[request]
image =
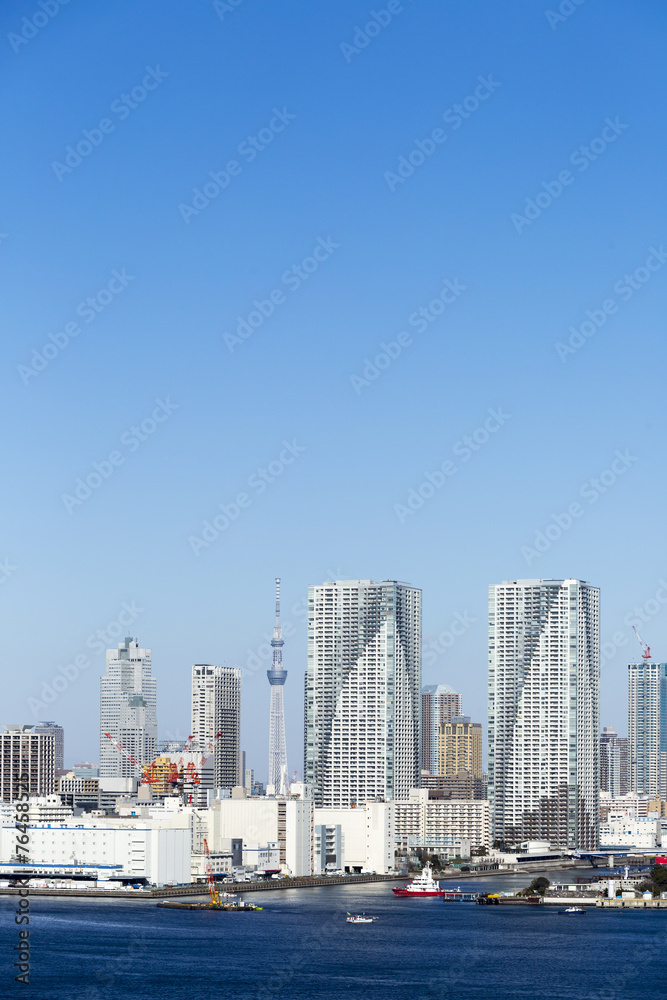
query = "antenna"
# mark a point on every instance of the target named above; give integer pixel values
(646, 650)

───

• **STATED PROBLEM**
Reproduce the material above, swapping "antenna" for "aerial" and leaving all else unchanged. Omit the pictures from your reproduction.

• **COMPLETE RESPONSE**
[request]
image =
query = "aerial"
# mark a point on every instance of the target named above; give integer pixel values
(646, 650)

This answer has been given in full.